* PAGE EXCERPT:

The Cellular Operators’ Association of India (COAI), a trade body representing GSM phone firms, has dashed off a letter to the Union communications and information technology minister Andimuthu Raja, claiming that auctioning voice spectrum for existing players will be construed as tampering with the agreed-to pricing policy for allocating frequency.

A spectrum is essentially a range of frequencies; telecom firms need to be allocated a certain ‘volume’ (or bandwidth) of a specific frequency to start offering their services.

“Any consideration of (the) feasibility of auctions is completely untenable and in conflict with not only the existing policy and licensing framework, but also the contractual settlement between the government and the GSM industry," T.V. Ramachandran, COAI secretary-general, said in a letter to Raja on Monday.

* PROVIDED DATA:
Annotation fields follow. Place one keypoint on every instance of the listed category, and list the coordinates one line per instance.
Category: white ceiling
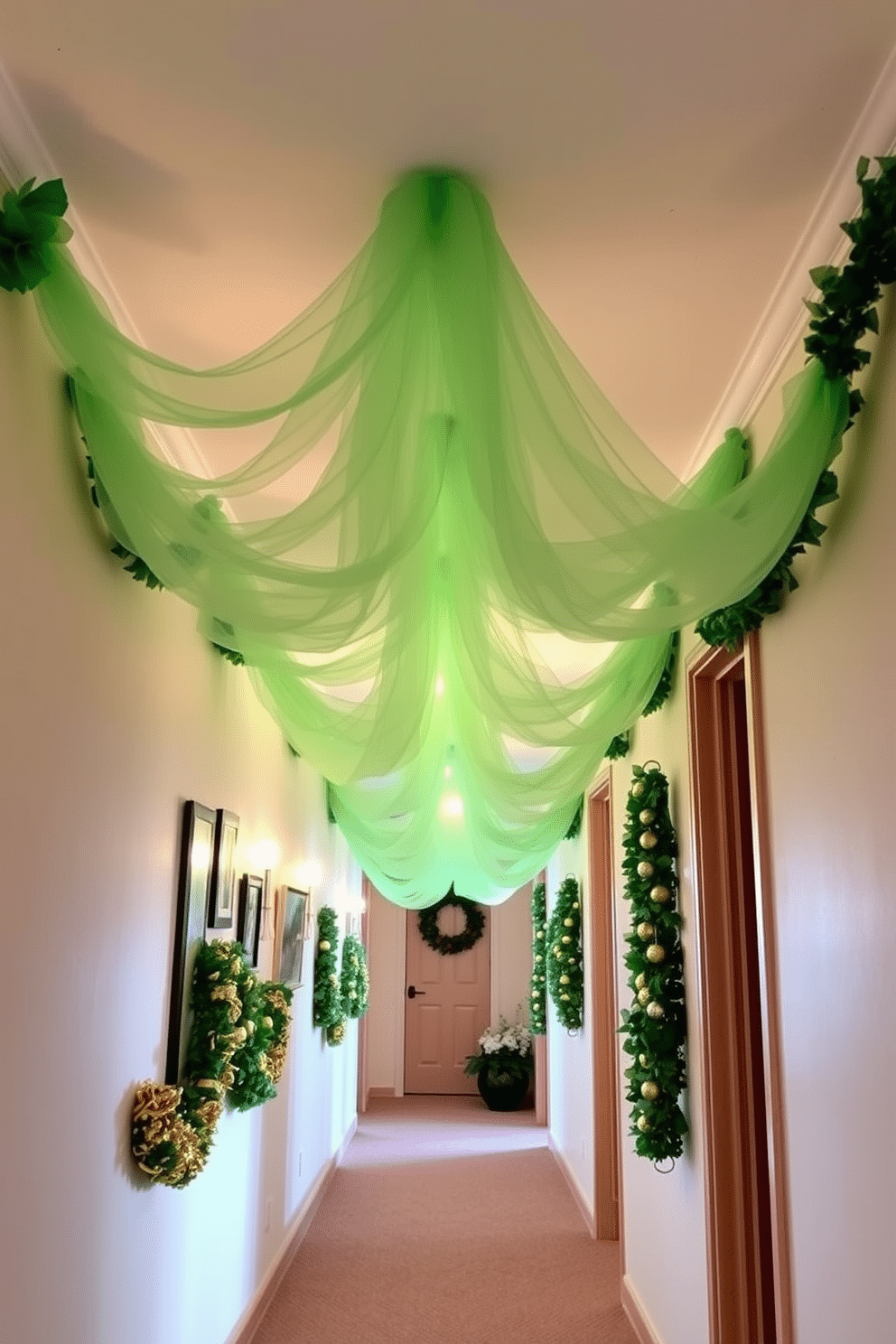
(650, 165)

* BRIEF: Write the next part of the article about the COAI's letter opposing spectrum auctions, starting right after its last sentence.

* TASK ANSWER:
The issue was pitchforked into the foreground after the country’s telecom regulator, Telecom Regulatory Authority of India, in a recent consultation paper on mergers and acquisitions, and competition in the telecom industry, raised the question whether the current method of allocating extra spectrum when an operator crosses a preset number of subscribers, is the most efficient way to distribute the scarce resource.

A modification of the subscriber-linked spectrum allocation method may negatively impact the interests of large GSM players Bharti Airtel Ltd and Vodafone Essar Ltd, who qualified for extra spectrum long back when their subscriber numbers swelled beyond the thresholds set by the department of telecommunications (DoT). For example, in Mumbai, which has the highest amount of radio spectrum handed out to GSM operators at a total of 37.2MHz, the biggest operator, Vodafone Essar, holds just 10MHz despite being eligible for another 5MHz going by its 2.6 million customer base.

The policy change, if carried through by DoT, will benefit smaller GSM players such as Idea Cellular Ltd and the CDMA operator Reliance Communications, which needs more spectrum to start services in new areas. The Anil Ambani-led firm had suggested that the allocation method be changed to one of auctioning to the highest bidder.

Raja’s office did not return calls for comment. A spokesman for Reliance Communications said the company has already aired its views before the regulator.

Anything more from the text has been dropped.